═════ Material to process ═════

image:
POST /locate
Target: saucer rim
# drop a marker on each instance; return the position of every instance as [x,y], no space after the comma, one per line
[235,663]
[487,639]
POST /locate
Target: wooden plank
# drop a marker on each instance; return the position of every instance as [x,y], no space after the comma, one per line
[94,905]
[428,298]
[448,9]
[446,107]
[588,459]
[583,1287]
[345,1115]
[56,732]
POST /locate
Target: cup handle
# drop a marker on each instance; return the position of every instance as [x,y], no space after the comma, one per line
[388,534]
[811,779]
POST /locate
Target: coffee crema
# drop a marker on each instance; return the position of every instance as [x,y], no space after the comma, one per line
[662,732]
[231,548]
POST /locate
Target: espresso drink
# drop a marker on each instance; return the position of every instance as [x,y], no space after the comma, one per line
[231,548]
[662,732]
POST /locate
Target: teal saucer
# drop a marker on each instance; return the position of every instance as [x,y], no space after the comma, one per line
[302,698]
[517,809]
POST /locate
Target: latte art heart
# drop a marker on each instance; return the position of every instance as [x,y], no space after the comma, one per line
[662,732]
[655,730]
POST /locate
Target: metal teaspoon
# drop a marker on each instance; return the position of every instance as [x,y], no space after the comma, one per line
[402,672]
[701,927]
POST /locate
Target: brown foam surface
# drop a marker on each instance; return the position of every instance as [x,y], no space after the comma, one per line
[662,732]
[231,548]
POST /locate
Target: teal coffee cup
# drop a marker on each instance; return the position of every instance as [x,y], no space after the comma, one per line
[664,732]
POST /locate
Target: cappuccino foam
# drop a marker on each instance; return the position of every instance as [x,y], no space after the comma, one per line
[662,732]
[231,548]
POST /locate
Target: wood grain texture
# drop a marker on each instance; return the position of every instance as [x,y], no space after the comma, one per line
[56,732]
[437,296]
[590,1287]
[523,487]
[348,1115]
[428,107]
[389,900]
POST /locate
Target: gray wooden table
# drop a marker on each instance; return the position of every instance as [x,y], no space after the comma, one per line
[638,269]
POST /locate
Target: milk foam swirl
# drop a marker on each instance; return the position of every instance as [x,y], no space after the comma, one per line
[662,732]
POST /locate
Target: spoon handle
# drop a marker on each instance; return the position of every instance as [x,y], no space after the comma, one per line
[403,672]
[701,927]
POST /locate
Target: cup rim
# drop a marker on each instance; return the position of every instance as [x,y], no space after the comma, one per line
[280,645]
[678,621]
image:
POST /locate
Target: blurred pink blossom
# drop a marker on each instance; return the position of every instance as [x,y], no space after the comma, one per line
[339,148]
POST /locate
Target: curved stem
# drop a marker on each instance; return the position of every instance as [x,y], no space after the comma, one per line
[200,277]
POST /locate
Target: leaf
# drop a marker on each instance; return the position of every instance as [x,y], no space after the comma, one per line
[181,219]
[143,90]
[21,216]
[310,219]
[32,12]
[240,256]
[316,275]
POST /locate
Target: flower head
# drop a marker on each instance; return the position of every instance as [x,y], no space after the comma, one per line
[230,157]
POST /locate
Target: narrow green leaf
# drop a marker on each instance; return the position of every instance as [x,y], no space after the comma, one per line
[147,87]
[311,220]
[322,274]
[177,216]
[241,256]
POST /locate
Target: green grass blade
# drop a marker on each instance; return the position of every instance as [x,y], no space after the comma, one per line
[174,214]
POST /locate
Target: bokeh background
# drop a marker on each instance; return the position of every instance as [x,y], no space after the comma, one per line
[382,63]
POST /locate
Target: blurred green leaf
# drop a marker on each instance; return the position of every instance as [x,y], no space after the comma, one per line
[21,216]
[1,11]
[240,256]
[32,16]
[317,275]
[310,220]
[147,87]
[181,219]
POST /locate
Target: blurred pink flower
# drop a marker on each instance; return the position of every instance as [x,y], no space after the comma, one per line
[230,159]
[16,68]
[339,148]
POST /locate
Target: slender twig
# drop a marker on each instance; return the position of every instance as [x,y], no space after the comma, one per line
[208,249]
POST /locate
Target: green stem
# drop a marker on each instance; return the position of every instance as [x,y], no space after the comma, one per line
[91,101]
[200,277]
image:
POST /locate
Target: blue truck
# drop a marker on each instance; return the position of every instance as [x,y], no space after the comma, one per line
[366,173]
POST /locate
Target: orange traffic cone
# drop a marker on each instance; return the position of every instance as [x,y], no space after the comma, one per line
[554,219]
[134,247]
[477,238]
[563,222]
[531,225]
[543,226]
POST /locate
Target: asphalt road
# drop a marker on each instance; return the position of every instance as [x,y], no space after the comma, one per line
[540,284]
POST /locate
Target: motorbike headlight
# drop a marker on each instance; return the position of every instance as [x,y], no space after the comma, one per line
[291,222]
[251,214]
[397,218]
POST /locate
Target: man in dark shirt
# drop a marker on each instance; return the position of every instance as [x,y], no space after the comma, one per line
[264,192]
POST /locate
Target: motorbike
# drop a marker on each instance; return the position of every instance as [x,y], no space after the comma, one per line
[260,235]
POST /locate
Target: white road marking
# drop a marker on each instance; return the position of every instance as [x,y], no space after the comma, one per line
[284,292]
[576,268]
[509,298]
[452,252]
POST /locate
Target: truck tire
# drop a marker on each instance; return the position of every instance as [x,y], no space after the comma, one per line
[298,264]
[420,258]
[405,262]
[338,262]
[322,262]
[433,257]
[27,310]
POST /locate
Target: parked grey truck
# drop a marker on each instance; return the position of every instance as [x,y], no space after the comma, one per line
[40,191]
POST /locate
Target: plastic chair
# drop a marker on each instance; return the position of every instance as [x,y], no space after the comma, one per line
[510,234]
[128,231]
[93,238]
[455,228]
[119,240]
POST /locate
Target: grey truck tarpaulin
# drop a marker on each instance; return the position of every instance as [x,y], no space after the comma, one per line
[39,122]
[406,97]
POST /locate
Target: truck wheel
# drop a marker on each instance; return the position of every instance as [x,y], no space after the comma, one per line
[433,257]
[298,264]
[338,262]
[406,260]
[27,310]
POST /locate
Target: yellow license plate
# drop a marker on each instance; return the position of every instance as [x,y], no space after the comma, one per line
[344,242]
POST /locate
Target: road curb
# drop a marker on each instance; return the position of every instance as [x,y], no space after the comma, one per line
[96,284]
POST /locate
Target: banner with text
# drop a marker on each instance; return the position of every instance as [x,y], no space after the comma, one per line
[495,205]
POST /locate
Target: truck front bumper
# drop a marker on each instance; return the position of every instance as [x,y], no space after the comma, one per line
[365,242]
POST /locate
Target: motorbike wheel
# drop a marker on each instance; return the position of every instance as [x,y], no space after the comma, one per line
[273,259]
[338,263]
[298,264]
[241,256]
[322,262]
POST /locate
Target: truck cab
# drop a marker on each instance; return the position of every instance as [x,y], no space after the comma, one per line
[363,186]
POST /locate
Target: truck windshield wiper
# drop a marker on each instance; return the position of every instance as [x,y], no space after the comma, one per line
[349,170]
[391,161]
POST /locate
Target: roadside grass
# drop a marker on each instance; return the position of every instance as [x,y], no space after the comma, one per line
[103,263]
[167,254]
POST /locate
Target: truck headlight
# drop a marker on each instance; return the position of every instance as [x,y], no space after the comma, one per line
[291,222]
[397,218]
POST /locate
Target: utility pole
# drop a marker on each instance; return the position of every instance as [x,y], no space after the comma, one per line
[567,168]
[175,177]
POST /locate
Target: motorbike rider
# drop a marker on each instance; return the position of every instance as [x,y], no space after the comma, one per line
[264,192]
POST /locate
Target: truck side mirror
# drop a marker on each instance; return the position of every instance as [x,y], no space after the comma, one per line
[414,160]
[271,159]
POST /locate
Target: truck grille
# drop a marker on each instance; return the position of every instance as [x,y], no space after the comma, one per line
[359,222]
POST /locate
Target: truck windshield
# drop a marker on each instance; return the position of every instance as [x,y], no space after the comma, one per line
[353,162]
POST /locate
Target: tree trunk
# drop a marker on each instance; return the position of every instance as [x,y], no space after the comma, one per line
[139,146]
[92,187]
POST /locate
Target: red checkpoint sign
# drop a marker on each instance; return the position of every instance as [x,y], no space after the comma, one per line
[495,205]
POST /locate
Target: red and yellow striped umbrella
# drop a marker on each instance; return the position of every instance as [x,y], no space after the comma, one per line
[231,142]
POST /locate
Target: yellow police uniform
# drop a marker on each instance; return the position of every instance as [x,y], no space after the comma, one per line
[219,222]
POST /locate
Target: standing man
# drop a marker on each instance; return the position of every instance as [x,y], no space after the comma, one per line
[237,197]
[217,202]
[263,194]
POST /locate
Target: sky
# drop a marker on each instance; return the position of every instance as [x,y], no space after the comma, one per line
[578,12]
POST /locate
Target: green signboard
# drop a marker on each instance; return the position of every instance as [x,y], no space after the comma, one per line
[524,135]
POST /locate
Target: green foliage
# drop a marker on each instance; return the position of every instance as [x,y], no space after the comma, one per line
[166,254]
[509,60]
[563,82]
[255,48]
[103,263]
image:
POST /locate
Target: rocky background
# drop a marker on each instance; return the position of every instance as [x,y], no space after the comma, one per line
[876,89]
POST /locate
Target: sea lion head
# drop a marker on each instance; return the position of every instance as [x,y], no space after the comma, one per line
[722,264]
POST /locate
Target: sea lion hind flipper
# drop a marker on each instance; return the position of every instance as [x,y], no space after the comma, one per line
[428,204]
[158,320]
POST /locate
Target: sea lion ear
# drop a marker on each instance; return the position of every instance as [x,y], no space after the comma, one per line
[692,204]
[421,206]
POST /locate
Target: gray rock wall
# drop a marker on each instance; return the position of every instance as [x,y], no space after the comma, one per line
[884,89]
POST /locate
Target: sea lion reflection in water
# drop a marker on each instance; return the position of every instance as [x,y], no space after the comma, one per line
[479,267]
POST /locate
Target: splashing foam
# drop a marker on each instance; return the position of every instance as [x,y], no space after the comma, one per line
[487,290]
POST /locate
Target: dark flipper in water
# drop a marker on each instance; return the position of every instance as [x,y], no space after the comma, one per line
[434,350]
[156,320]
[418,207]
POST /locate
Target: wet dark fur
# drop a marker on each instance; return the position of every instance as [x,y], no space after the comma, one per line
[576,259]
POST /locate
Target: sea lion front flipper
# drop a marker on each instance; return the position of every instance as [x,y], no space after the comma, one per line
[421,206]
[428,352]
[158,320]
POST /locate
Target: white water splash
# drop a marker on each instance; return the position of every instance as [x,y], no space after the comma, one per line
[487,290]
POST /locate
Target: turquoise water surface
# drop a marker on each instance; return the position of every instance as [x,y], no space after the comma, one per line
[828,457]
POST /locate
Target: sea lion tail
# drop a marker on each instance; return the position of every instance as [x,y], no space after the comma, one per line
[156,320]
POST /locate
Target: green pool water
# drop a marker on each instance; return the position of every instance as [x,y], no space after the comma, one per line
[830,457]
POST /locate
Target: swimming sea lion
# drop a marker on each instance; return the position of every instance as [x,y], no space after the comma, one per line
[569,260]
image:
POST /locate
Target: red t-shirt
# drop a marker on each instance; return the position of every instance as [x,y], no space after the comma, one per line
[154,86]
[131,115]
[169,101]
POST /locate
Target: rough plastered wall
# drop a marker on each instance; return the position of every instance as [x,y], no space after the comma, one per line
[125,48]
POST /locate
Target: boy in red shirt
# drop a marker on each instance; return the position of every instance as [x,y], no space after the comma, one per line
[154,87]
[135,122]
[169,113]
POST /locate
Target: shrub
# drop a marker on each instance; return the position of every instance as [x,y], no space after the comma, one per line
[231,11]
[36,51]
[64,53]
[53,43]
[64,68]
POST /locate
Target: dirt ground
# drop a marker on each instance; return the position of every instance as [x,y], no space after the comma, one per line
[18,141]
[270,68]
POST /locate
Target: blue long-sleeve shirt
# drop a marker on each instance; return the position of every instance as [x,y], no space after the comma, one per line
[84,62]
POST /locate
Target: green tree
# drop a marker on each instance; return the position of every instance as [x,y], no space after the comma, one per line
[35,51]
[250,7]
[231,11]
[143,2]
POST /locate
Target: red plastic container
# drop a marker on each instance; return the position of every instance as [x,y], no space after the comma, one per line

═════

Which lines in the data above contain the word "plastic"? Report each of those lines in full.

> **Result below**
Target: plastic chair
Target: red plastic container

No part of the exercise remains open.